Task instructions
Copy out every line from the one containing "sunset sky with a point." down to the end of the rows, offsetting each coordinate number by adding 134 and keeping all other text the same. Leave the pictures out of your answer.

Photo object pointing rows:
★ ★ ★ ★ ★ ★ ★
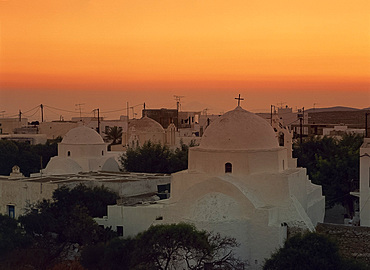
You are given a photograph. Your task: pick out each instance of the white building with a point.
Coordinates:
(240, 183)
(8, 125)
(82, 150)
(365, 183)
(340, 130)
(18, 193)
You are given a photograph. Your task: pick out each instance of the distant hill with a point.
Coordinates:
(333, 109)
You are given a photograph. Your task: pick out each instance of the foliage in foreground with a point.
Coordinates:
(172, 246)
(155, 158)
(333, 164)
(310, 251)
(53, 226)
(27, 157)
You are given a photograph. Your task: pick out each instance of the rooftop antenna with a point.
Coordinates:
(280, 104)
(42, 112)
(178, 100)
(239, 99)
(79, 108)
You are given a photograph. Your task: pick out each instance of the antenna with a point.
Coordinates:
(239, 99)
(79, 108)
(178, 100)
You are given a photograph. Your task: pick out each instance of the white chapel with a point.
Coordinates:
(81, 150)
(239, 183)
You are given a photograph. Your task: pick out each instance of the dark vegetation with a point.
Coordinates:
(310, 251)
(28, 157)
(333, 164)
(162, 247)
(156, 158)
(39, 238)
(114, 135)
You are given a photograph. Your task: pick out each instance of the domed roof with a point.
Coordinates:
(239, 130)
(82, 135)
(146, 124)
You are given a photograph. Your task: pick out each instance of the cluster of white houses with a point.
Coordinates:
(241, 181)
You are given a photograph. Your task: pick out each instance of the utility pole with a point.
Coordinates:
(178, 106)
(300, 116)
(98, 129)
(79, 108)
(366, 126)
(42, 112)
(272, 106)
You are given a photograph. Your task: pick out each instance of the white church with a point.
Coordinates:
(239, 183)
(82, 150)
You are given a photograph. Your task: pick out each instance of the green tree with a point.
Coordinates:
(173, 246)
(155, 158)
(333, 164)
(115, 255)
(11, 235)
(27, 157)
(310, 251)
(114, 135)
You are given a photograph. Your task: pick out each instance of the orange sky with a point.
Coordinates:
(186, 47)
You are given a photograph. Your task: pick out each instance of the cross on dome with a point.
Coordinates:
(239, 99)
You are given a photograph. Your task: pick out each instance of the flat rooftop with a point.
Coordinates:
(109, 177)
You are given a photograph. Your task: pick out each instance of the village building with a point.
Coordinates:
(365, 183)
(19, 193)
(82, 150)
(239, 183)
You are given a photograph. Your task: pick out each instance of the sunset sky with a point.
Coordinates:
(107, 53)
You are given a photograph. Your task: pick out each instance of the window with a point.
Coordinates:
(120, 230)
(228, 167)
(11, 211)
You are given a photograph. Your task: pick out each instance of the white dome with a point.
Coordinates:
(82, 135)
(239, 130)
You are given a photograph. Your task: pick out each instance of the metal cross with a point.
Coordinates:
(239, 99)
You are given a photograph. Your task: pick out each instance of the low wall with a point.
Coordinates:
(353, 241)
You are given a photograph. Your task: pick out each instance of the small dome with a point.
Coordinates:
(82, 135)
(146, 124)
(239, 130)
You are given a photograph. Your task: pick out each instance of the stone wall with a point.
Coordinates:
(353, 241)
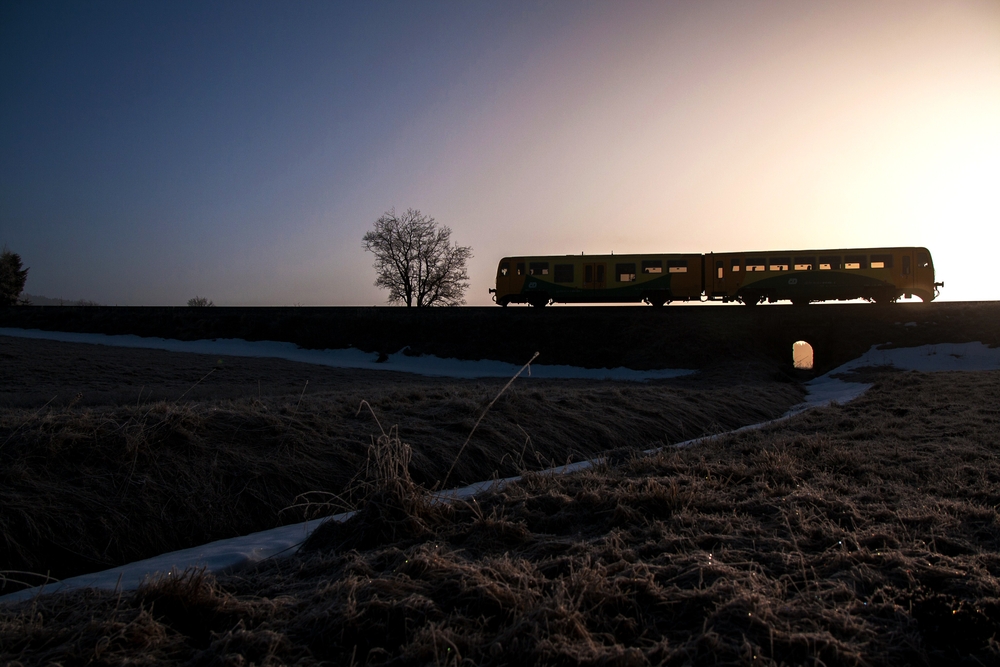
★ ★ ★ ★ ★ ★ ★
Reply
You are given a photograph. Your task: pick out each instance of the sunset sky with a point.
Coordinates:
(241, 187)
You are given a photograph. Your task: pick out each instance of the window with a point.
Coordinates:
(254, 364)
(362, 301)
(145, 345)
You are given a photograph. Your task: pick out each instance of the white dome with a point.
Coordinates:
(216, 269)
(373, 264)
You are given a photograph. Your task: pick out each instance of the metal cross with a point.
Coordinates:
(373, 233)
You are given a photograph. Your task: pick out each instance of the low wall with a point.
Coordinates:
(487, 375)
You are given a photograph. Your task: pick out each instance of the small dome with a point.
Coordinates:
(216, 269)
(280, 258)
(373, 264)
You are given a photograph. Your task: pick out each instance of the stone wall with a point.
Coordinates:
(487, 375)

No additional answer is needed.